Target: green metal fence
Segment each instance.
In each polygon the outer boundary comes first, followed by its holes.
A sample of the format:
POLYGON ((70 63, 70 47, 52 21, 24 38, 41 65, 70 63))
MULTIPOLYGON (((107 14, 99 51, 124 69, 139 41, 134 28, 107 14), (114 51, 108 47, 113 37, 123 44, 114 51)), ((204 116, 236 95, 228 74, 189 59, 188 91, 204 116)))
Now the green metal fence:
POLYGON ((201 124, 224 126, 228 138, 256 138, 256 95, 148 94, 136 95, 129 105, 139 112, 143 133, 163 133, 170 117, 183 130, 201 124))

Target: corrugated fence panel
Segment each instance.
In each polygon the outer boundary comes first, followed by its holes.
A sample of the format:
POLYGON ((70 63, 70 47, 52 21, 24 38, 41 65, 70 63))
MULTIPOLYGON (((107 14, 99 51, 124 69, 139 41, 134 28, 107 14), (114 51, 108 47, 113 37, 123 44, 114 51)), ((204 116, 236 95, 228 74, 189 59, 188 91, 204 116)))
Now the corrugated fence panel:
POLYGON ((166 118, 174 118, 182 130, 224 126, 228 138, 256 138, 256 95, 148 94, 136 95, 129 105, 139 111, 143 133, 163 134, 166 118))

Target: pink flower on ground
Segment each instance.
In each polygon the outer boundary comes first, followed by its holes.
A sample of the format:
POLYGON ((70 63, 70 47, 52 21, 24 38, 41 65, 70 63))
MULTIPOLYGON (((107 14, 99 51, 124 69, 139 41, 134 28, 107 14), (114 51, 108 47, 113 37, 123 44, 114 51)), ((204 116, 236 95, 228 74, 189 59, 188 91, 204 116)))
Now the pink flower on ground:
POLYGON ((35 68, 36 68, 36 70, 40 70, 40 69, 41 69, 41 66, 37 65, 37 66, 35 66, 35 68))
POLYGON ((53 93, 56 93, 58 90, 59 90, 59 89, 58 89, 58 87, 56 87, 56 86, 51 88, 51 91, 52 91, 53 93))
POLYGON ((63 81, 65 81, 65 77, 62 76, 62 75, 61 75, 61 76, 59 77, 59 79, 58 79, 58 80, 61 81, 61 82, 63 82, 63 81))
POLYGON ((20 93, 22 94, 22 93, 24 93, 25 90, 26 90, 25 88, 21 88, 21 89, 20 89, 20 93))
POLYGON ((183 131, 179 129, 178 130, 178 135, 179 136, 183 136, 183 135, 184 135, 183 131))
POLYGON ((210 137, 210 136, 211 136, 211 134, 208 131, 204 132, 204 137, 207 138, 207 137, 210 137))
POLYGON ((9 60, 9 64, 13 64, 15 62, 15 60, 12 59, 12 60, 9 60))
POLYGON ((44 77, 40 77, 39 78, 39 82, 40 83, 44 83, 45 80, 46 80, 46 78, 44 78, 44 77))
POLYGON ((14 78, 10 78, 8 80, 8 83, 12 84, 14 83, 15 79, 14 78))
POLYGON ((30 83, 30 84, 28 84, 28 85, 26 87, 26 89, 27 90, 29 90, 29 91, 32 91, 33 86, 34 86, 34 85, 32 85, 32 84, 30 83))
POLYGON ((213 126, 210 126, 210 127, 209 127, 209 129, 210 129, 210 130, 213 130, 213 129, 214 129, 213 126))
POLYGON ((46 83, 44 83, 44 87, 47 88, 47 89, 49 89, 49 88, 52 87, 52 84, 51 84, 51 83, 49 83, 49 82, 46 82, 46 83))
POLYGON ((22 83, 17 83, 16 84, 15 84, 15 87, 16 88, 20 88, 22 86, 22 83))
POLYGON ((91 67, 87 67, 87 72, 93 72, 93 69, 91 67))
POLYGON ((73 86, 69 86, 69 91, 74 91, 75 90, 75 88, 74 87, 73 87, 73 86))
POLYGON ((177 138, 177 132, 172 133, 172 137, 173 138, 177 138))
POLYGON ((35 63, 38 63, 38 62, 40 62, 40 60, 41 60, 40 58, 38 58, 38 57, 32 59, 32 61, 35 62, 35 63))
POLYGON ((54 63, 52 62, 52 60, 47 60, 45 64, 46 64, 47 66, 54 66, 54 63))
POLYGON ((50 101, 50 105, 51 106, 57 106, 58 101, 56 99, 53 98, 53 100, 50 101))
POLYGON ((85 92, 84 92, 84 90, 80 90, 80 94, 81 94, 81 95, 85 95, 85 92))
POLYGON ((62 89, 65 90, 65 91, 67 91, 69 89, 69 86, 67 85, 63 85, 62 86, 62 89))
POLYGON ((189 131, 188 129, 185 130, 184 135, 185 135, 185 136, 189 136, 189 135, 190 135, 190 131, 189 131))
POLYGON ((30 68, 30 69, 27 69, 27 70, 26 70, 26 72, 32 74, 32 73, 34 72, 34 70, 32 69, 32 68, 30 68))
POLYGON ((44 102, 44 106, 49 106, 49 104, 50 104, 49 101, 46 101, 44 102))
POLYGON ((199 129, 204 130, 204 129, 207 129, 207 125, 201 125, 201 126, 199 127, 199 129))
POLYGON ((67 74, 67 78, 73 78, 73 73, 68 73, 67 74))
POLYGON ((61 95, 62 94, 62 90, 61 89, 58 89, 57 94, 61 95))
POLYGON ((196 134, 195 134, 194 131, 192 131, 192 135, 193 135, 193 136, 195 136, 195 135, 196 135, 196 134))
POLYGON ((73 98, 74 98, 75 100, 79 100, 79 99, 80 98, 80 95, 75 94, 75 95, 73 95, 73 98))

◆ **What you need to do**: Find every line above that contains the word "green", and copy each one out in full.

◆ **Output of the task**:
Target: green metal fence
Now the green metal fence:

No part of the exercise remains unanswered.